> What you are asked to do
Every line from the line containing "Segment the target" to the end of the data must appear in the answer exactly as it appears there, and nothing else.

━━━━━ Source records

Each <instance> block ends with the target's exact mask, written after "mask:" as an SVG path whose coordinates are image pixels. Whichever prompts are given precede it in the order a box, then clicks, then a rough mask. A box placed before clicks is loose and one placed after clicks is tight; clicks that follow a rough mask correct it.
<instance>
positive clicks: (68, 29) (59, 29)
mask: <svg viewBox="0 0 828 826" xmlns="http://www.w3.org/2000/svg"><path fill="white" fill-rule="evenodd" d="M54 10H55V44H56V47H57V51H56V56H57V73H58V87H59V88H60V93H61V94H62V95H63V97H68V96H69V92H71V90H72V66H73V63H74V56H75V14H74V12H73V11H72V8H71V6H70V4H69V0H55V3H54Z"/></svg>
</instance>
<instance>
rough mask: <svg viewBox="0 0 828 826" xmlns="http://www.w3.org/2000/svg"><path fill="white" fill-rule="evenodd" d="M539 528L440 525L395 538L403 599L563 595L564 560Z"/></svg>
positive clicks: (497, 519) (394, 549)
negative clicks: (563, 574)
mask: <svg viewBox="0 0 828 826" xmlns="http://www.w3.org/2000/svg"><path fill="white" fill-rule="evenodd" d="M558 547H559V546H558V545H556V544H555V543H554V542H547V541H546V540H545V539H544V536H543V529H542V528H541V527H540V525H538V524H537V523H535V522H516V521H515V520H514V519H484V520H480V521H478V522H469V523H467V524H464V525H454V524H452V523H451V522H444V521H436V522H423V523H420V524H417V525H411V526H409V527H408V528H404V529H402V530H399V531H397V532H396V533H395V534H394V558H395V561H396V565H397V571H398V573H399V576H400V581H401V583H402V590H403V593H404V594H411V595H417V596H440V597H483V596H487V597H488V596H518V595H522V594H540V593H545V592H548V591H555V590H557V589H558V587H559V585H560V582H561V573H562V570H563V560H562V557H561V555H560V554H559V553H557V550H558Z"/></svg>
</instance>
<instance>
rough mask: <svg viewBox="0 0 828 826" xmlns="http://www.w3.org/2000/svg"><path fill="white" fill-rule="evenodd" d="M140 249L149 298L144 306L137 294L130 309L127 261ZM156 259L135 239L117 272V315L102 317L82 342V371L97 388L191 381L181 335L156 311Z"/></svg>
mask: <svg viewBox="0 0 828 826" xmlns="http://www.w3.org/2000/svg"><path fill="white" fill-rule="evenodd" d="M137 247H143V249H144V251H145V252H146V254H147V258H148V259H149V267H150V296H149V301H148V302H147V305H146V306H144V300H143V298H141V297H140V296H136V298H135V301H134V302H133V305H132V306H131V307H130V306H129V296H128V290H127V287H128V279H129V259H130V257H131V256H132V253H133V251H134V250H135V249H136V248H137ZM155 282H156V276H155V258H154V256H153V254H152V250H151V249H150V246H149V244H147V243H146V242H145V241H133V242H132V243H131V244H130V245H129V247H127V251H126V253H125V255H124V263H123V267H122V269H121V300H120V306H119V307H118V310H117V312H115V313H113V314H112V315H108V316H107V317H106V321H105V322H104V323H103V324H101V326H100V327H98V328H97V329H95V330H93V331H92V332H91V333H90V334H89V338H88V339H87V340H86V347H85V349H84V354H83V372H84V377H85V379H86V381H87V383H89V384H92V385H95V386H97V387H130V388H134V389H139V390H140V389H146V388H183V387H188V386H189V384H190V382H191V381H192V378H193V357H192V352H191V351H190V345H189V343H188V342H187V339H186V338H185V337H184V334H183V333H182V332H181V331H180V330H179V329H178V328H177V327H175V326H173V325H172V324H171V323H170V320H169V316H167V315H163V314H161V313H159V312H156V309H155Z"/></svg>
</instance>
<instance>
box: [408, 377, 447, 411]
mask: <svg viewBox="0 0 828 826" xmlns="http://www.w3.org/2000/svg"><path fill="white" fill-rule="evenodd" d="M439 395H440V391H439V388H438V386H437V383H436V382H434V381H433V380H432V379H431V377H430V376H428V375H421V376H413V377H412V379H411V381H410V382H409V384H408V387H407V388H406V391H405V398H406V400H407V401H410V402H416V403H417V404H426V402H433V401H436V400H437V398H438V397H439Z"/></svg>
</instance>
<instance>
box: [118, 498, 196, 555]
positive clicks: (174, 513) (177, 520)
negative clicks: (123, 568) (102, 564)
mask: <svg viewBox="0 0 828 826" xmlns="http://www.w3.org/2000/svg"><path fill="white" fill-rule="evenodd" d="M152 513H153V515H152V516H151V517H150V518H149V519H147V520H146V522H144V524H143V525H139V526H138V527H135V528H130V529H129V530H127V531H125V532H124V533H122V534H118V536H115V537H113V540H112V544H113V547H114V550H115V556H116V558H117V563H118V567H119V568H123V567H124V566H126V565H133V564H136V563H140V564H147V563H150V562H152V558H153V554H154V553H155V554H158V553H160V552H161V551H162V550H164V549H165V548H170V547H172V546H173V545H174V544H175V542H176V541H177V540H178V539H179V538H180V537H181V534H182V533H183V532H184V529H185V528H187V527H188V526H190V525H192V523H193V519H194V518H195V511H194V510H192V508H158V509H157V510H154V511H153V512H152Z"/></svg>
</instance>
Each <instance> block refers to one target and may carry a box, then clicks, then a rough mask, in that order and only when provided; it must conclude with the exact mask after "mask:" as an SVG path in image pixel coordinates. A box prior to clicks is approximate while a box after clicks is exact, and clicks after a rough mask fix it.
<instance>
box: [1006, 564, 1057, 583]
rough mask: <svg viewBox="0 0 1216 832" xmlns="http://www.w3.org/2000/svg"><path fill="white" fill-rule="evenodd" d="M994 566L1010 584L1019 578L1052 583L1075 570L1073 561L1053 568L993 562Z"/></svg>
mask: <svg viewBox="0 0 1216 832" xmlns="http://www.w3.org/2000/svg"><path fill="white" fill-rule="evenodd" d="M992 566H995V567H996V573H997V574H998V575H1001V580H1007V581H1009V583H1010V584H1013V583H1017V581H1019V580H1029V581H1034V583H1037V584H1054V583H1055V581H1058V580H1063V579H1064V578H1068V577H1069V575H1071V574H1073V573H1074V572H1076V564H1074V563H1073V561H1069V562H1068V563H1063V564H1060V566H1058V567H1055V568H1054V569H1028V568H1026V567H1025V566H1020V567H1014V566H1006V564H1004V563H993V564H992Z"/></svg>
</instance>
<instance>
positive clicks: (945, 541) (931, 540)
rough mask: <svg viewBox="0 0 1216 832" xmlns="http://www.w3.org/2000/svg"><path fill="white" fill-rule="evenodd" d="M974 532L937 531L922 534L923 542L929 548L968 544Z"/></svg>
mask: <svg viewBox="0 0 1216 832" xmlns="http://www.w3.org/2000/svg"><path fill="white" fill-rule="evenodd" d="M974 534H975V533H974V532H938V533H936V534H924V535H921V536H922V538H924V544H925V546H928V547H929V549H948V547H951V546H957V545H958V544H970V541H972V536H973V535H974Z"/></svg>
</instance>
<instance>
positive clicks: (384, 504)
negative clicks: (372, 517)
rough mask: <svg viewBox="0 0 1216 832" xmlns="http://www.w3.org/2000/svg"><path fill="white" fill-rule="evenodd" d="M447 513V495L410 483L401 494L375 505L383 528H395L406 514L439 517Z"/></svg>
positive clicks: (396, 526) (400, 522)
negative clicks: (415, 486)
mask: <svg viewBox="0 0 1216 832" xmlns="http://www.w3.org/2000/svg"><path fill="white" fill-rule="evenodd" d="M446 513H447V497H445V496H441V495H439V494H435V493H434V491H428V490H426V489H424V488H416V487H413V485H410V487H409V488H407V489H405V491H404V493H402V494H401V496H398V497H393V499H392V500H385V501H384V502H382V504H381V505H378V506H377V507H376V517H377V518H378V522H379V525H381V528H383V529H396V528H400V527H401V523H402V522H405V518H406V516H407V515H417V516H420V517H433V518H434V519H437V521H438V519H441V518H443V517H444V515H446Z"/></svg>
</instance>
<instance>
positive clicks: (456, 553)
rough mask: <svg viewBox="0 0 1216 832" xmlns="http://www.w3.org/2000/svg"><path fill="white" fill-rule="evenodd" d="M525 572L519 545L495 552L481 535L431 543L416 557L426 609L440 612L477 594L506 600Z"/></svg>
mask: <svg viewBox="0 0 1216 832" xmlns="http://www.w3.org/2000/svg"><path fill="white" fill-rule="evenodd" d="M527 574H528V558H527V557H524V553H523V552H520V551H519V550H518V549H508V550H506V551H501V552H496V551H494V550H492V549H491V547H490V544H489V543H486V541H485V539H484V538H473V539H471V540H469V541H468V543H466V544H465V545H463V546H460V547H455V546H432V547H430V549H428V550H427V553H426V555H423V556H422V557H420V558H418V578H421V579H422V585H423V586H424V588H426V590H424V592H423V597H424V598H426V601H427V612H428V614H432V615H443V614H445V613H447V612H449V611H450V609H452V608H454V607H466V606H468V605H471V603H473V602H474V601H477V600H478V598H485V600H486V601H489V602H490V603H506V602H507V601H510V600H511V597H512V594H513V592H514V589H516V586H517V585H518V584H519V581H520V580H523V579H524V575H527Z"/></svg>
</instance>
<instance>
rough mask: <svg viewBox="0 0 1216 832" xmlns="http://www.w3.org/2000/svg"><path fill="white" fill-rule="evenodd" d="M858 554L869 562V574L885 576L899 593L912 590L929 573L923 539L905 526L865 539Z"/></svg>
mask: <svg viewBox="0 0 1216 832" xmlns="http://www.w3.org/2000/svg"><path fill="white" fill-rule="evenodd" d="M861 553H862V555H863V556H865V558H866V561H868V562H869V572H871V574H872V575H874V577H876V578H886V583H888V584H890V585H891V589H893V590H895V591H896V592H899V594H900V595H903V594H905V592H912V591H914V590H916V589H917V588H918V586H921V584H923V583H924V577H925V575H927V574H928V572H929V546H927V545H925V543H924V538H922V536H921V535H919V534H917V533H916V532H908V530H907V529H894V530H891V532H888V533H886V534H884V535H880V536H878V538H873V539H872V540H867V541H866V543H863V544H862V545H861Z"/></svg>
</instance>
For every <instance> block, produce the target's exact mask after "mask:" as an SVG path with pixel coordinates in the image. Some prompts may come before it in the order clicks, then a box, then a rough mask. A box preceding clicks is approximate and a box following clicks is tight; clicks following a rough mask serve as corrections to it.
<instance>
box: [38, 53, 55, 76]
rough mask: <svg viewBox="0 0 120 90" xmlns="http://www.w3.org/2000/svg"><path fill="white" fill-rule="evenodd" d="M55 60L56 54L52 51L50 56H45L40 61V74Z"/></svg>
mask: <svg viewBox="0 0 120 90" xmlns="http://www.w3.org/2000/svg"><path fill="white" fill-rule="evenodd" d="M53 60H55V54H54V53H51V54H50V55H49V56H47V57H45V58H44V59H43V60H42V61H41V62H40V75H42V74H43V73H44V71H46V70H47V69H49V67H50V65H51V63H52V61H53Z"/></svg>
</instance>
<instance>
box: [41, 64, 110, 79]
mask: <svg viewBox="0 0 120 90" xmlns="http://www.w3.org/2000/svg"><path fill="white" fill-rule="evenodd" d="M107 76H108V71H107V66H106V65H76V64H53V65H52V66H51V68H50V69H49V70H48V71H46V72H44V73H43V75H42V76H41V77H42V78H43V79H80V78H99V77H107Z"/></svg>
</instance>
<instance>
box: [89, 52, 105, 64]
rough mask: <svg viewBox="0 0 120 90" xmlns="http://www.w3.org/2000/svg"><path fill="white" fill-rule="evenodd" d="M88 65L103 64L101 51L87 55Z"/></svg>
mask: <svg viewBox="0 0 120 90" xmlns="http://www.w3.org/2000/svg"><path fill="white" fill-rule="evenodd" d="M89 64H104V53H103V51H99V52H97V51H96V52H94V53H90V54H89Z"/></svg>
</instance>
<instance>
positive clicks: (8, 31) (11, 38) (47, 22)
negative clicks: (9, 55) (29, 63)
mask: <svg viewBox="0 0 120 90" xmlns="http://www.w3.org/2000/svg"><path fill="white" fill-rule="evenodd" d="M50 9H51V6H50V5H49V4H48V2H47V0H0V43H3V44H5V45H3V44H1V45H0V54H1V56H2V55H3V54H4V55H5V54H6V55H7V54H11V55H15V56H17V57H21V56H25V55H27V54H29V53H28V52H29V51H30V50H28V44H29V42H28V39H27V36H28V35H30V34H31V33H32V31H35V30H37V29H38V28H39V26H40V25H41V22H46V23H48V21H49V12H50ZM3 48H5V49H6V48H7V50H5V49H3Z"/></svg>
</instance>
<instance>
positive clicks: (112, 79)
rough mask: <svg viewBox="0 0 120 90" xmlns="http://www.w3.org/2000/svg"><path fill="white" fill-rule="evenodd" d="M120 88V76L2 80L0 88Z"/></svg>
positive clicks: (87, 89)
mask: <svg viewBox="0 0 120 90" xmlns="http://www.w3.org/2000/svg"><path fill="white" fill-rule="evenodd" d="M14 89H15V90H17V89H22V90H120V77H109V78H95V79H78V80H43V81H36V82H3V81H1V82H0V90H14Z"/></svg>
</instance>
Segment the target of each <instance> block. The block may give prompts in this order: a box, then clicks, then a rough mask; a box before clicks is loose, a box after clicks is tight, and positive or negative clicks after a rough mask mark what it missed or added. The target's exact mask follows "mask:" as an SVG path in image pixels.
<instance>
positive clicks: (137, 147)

━━━━━━━━━━

> The completed task
Segment the target of each <instance> block. The block may give prompts in this order: a box, then clicks, then a rough mask; a box before clicks is loose, a box after clicks is tight, and positive or negative clicks after a rough mask mark what it missed or added. The target's exact mask follows "mask:" as an SVG path in image pixels.
<instance>
positive clicks: (137, 147)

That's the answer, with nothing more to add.